The following was written by Steve Topple | @MrTopple
On Monday, the much-maligned “Housing and Planning Bill” gets its second reading in Parliament. While the detail of the bill has been well publicised (extending “Right to Buy” to housing association properties, forcing local authorities to sell off their most valuable stock), the drip-drip of information surrounding the potential catastrophe this may cause doesn’t seem to have been collated.
So allow me.
But first, to understand the context of this latest assault on the social housing sector, it’s worthwhile looking back at the decades-long CV of career poor-beater’s the Tories.
You can trace the origins of “Right to Buy” back to Tory-run Birmingham City Council which, in 1922, authorised the sale of council-owned properties to its tenants. The council offered occupiers of municipal housing the chance to borrow up to 99% of the value of their property to purchase it, and by 1934 the Birmingham Municipal Bank (originally set up to funnel people’s savings into the WW1 pot) had loaned £1,343,917 to over 4000 people (along with the flogging-off of public allotments as well); the whole scheme was instigated by future Tory Prime Minister Neville Chamberlain.

- _EXCERPTED RECORDS_

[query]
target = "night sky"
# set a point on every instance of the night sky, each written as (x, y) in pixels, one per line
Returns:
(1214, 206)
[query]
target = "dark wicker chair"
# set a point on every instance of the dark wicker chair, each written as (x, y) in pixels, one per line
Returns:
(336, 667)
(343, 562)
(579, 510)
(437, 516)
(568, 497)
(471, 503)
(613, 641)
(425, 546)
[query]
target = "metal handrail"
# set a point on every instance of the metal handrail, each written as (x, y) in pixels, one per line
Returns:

--

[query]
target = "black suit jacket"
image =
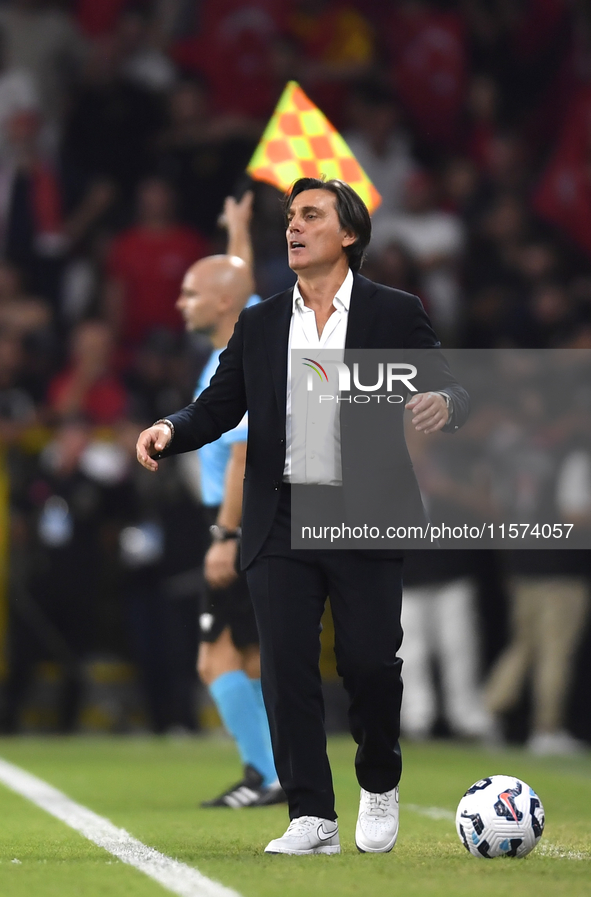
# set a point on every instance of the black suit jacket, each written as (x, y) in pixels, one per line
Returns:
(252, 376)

...

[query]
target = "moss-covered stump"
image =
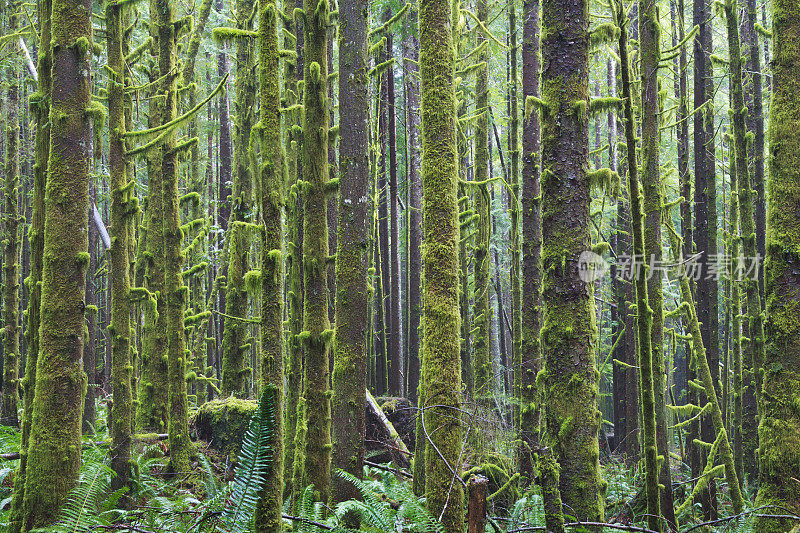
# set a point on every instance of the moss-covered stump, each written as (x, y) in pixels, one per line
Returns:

- _YOUR GOAL_
Could you continue the article on the Housing and Planning Bill and Right to Buy from where it stops?

- _ANSWER TO THE PROBLEM_
In 1957 the Tory government brought in the “Rent Act”, which abandoned the controls on private rental prices (which had been in place since WW1) – a measure done under the façade of “improving” conditions for the occupiers. What it actually did was allow rogue landlords (see the term “Rachmanism”) to abuse, neglect and ultimately profit from their tenants, all for the benefit of the “Free Market”. As Harold Wilson searingly put it in 1963, referring to rogue landlords: “Sometimes one turns over a stone in a garden or field and sees the slimy creatures which live under its protection. This is what has happened in these past weeks”.
In tandem with the Rent Act, local authority subsidies for housing were slashed, and Tory councils began implementing rent schemes on their housing stocks – which set prices based on the rateable value of the property, in effect raising the costs up to those of the private sector (see the St. Pancras rent strikes of 1960).
In its 1972 Finance Act, the Tory government introduced much higher ‘fair rents’ for council tenants, based on private sector principles and levels – again selling this to the public under the guise of helping the poorest (this time the homeless) – which led to the famous “Clay Cross Dispute” of 72-73 (where a council refused to implement central government policy; an event many present day Labour-run local authorities would do well to study).
Under Edward Heath, the Tories began the selling-off of council housing stock, depleting it 7% by 1974, whilst house building had dropped to its lowest levels since 1959. All of this, of course, can now be seen to be the intentional manipulating of the housing market – note Heath’s tenure was characterised by having the highest increase in house prices of any Prime Minister.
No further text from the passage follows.